> **Work required**: After reading the entries below, copy word for word the lines from the first through the line containing "point(702, 515)", and stop there.

Recorded data

--- START ---

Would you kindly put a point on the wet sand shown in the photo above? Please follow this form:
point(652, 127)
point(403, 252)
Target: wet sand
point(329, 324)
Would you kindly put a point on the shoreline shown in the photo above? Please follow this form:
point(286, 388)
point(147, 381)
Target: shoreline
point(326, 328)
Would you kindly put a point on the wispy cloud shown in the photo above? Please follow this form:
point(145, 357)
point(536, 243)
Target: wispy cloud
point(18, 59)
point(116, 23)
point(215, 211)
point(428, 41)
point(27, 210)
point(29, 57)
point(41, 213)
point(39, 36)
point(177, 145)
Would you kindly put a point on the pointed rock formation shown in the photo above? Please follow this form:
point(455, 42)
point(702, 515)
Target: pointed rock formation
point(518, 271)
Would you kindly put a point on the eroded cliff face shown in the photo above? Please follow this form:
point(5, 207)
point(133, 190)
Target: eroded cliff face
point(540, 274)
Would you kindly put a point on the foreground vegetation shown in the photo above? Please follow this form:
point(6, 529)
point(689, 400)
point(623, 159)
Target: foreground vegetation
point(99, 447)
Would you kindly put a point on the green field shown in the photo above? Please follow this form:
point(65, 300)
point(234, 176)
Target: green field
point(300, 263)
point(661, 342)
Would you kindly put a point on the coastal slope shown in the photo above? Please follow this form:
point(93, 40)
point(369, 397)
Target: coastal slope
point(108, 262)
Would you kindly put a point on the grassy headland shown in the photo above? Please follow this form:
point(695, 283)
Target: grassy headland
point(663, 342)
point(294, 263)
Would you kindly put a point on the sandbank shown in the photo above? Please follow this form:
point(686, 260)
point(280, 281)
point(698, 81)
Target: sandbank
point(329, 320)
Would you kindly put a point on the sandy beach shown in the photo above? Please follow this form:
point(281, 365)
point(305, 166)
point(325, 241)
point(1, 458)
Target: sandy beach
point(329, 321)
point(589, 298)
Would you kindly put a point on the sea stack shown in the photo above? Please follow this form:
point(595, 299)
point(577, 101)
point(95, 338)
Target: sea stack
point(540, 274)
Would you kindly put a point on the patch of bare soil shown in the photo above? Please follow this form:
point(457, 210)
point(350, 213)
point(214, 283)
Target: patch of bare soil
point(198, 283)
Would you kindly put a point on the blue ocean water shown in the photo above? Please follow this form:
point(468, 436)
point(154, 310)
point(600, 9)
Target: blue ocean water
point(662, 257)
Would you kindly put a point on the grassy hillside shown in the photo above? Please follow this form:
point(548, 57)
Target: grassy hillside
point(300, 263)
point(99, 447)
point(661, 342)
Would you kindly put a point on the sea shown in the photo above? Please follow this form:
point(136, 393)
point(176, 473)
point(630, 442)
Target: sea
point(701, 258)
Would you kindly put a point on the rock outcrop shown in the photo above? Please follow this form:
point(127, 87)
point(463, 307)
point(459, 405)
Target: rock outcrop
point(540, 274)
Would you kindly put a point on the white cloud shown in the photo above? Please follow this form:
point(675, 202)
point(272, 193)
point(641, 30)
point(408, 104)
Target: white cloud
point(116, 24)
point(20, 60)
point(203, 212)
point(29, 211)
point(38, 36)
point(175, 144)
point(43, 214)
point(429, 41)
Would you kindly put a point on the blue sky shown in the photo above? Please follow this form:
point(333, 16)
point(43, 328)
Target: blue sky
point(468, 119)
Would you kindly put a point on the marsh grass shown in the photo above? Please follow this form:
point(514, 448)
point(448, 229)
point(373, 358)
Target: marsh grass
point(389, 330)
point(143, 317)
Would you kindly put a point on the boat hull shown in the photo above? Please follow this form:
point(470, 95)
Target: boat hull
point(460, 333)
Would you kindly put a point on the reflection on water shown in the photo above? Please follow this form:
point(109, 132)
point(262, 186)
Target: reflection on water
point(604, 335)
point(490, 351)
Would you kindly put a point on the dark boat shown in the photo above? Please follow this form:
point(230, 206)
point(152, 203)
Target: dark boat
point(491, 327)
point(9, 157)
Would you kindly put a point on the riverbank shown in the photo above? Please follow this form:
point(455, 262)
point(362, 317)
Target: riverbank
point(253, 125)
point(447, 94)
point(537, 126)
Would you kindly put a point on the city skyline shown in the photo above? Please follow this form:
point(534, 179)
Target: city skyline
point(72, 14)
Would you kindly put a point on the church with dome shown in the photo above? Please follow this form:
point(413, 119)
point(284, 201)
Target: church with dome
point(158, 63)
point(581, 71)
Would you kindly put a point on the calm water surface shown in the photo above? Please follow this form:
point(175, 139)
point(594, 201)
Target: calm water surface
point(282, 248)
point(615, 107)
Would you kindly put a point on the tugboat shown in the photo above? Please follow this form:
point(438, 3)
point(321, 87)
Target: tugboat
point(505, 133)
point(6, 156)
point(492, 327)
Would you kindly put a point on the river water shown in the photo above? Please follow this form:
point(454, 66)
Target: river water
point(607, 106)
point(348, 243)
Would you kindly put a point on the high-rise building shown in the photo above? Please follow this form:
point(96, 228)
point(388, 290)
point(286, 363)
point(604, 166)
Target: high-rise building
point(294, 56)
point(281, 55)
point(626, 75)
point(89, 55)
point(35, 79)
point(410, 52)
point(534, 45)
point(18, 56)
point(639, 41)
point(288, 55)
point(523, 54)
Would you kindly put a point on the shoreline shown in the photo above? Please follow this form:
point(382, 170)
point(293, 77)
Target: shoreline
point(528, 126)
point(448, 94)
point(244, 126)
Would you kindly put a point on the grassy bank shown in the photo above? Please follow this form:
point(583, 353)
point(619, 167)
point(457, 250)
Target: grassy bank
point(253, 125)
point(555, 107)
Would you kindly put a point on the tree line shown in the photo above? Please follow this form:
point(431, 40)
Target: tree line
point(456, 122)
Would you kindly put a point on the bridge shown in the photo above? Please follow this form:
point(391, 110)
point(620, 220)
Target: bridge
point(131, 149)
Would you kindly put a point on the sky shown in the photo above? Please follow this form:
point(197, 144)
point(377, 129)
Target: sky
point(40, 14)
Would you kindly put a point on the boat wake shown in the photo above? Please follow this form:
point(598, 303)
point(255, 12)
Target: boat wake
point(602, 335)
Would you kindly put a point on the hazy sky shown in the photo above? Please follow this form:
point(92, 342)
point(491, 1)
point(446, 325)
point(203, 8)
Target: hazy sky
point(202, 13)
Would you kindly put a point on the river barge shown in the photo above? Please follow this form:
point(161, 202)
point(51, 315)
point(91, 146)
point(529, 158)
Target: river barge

--- END ---

> **Answer for this exercise**:
Would you kindly put a point on the wet sand shown in the photo above? Please follow this form:
point(652, 127)
point(403, 252)
Target: wet sand
point(329, 324)
Would you kindly put a point on the shoreline shown in the photo above? Please follow this form:
point(286, 388)
point(147, 381)
Target: shoreline
point(326, 328)
Would you kindly put a point on the wispy cloud shown in the photo above? Please follow this form:
point(145, 357)
point(536, 243)
Target: wispy cloud
point(18, 59)
point(116, 23)
point(215, 211)
point(428, 41)
point(27, 210)
point(29, 57)
point(41, 213)
point(39, 36)
point(177, 145)
Would you kindly put a point on the pointed rock formation shown in the photo above? Please follow this form:
point(455, 42)
point(702, 515)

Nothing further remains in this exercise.